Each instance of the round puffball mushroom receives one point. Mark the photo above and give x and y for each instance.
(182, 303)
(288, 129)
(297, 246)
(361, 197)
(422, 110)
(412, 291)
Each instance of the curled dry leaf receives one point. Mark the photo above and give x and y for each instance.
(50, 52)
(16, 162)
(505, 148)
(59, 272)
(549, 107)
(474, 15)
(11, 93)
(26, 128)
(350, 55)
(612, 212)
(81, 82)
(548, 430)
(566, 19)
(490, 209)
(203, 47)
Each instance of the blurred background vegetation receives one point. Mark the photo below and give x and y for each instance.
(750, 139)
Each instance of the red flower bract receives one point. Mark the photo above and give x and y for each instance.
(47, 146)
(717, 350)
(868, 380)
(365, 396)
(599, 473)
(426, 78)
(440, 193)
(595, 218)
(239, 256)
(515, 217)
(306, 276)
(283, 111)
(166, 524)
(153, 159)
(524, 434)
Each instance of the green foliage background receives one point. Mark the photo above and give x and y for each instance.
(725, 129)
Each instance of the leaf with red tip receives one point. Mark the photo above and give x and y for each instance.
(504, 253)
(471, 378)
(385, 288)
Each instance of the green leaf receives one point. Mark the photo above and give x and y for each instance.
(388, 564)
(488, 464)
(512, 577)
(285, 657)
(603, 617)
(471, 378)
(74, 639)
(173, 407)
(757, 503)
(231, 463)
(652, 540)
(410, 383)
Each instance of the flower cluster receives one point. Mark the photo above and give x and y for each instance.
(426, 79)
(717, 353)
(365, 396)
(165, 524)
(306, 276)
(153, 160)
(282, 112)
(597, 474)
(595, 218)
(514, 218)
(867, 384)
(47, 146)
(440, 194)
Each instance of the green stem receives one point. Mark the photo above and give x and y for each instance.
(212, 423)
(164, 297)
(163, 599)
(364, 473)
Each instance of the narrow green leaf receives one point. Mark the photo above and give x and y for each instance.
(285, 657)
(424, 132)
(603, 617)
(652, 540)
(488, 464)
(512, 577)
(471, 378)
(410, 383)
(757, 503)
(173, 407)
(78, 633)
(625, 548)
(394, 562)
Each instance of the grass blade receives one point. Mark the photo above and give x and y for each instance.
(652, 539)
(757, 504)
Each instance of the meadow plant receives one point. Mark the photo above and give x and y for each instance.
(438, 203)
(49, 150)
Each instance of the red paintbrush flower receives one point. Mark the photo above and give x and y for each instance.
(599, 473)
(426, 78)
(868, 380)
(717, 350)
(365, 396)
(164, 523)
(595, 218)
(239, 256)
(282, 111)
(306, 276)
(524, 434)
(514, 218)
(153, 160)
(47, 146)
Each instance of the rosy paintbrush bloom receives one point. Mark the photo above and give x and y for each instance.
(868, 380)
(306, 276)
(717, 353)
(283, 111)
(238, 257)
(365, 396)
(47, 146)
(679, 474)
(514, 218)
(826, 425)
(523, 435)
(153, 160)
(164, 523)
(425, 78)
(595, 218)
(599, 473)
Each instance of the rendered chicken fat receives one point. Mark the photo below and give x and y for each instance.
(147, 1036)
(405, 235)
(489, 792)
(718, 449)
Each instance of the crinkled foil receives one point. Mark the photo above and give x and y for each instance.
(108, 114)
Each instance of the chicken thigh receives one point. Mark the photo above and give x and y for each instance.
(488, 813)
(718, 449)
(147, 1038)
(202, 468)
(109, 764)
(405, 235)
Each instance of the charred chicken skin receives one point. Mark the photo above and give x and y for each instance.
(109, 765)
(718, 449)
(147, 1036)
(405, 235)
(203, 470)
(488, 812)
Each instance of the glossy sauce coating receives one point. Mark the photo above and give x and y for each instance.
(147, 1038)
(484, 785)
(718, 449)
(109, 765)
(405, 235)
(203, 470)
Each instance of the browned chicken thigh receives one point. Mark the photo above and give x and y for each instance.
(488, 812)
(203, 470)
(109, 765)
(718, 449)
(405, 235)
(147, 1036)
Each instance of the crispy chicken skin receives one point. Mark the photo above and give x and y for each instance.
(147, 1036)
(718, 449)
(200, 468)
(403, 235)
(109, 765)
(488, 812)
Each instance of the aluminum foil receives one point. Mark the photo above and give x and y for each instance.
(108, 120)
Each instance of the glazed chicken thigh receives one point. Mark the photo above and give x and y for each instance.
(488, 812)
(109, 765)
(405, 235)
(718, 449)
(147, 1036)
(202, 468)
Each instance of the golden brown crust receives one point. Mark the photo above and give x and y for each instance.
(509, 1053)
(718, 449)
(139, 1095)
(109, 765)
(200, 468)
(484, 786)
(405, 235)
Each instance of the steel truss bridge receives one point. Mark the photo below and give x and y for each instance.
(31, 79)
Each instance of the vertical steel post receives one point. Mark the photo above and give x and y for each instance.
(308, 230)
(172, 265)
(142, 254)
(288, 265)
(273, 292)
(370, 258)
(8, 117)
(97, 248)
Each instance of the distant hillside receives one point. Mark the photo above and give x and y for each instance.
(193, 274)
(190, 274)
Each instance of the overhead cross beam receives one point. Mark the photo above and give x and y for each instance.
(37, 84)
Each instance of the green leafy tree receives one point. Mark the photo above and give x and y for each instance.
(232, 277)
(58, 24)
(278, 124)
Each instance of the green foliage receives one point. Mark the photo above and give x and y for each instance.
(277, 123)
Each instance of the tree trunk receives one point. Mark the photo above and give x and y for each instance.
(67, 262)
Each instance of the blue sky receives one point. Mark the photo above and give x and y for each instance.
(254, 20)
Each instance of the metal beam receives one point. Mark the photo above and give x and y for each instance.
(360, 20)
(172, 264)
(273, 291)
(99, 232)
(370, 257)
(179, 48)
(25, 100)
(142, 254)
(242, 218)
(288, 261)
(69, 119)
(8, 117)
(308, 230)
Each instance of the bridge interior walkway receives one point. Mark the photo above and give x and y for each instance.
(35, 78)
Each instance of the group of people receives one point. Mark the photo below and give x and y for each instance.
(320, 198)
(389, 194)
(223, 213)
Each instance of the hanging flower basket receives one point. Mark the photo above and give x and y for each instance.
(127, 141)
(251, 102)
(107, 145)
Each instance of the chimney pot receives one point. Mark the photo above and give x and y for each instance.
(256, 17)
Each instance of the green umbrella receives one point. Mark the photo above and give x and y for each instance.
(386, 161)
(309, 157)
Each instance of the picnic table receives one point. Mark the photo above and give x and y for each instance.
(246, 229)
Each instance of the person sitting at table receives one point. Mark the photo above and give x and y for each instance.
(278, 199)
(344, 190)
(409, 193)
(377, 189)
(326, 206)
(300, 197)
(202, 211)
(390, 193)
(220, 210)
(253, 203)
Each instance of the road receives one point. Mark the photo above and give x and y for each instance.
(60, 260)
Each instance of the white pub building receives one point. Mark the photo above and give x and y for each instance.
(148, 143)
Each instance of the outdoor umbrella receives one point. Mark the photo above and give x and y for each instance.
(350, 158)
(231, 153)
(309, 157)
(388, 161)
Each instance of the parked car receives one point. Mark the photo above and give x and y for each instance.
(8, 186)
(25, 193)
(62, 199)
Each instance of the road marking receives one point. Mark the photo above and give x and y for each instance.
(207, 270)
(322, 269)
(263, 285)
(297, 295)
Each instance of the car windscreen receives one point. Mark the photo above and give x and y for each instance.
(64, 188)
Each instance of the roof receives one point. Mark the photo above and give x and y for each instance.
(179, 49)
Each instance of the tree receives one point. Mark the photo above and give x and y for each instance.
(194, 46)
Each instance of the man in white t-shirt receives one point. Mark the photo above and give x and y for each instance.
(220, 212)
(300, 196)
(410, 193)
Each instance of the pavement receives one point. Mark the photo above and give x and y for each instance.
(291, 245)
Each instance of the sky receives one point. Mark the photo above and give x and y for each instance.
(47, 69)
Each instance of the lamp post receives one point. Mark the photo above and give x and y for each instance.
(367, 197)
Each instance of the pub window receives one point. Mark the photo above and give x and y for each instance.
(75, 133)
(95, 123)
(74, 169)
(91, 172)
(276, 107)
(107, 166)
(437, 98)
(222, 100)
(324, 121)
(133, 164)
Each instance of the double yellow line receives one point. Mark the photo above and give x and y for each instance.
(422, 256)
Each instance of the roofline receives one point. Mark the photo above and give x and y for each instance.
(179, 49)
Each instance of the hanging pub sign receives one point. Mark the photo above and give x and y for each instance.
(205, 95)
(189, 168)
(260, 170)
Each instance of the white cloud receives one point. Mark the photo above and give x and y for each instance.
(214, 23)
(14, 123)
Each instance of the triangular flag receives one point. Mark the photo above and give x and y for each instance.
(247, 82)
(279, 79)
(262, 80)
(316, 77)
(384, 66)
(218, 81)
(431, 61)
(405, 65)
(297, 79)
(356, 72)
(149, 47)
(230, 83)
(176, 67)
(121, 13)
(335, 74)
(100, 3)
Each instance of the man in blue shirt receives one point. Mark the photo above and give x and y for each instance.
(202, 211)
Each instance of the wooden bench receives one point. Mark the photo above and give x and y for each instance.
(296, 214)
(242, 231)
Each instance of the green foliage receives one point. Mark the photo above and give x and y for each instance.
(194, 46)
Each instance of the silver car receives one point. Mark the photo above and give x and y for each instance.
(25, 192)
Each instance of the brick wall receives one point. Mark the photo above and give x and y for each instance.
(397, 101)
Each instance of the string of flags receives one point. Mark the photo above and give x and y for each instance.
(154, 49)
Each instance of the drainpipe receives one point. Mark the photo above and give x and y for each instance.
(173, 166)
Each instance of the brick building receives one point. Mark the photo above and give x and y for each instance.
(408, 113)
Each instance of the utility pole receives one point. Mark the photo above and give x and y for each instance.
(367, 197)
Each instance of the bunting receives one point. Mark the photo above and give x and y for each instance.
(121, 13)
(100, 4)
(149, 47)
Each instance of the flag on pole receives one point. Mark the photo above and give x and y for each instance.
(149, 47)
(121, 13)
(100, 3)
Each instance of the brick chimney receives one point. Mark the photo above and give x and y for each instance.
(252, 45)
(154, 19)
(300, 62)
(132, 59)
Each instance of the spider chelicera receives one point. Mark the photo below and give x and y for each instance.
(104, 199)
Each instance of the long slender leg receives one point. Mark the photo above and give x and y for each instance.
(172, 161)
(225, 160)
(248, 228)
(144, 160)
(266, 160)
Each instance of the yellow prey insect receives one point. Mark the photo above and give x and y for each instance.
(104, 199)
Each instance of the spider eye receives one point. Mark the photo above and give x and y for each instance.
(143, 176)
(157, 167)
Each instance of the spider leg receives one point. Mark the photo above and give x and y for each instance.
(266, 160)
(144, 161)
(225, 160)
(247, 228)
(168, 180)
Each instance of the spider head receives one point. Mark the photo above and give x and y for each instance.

__________________________________________________

Take the lines from the one containing "Each instance of the flag" to the last line of the material above and write them out exactly.

# Full answer:
Each instance of the flag on pole receives one point. Mark the photo above and give x and y for each instance.
(149, 47)
(121, 13)
(100, 3)
Each instance of the brick chimney receives one point. Mark the photo above and give x and y for each instance.
(252, 45)
(154, 19)
(300, 62)
(132, 59)
Each instance of the spider chelicera receives one point. Mark the photo below and give x and y for each instance.
(104, 199)
Each instance of the long slender leg receives one point. Mark the photo above and give x and y for each instance.
(172, 161)
(225, 160)
(248, 228)
(144, 160)
(266, 160)
Each instance of the yellow prey insect receives one point. Mark the photo above and give x and y for each instance.
(104, 199)
Each instance of the spider eye receives one point. Mark the photo above and give x and y for each instance.
(143, 176)
(157, 167)
Each instance of the spider leg receives one point. Mark the photo above and give x and y for each instance.
(266, 160)
(144, 161)
(225, 160)
(247, 228)
(168, 180)
Each instance of the spider head receives one point. Mark the photo above and give x and y for each instance.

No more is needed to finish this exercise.